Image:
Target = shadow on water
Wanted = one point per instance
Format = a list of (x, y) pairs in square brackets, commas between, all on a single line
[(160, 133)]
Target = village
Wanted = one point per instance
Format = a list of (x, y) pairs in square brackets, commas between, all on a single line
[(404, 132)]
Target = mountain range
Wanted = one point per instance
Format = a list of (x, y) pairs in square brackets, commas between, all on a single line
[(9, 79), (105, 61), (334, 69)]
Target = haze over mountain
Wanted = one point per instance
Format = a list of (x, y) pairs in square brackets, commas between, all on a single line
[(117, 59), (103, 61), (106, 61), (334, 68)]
★ ★ ★
• _Stated goal_: Rewrite all the lines above as a JSON list of strings, one string per line, leaving out any blank lines.

• _Result of this exercise_:
[
  "Image:",
  "Target = shadow on water",
  "Wanted = one point per instance",
  "Format = a list of (x, y) pairs in square brackets, commas between, all on a single line",
  "[(160, 133)]",
  "Target = village",
  "Wanted = one point per instance",
  "Format = a list of (x, y) pairs in square brackets, commas between, all on a single line",
  "[(404, 132)]",
  "Target = mountain range",
  "Wanted = one point per instance",
  "Format = a list of (x, y) pairs in square brackets, commas between, all on a single line",
  "[(9, 79), (105, 61), (334, 69)]",
  "Target = haze over mountain",
  "Wanted = one point per instance",
  "Format = a list of (x, y) pairs in square brackets, commas between, all on a single line",
  "[(117, 59), (103, 61), (106, 61), (334, 68)]"
]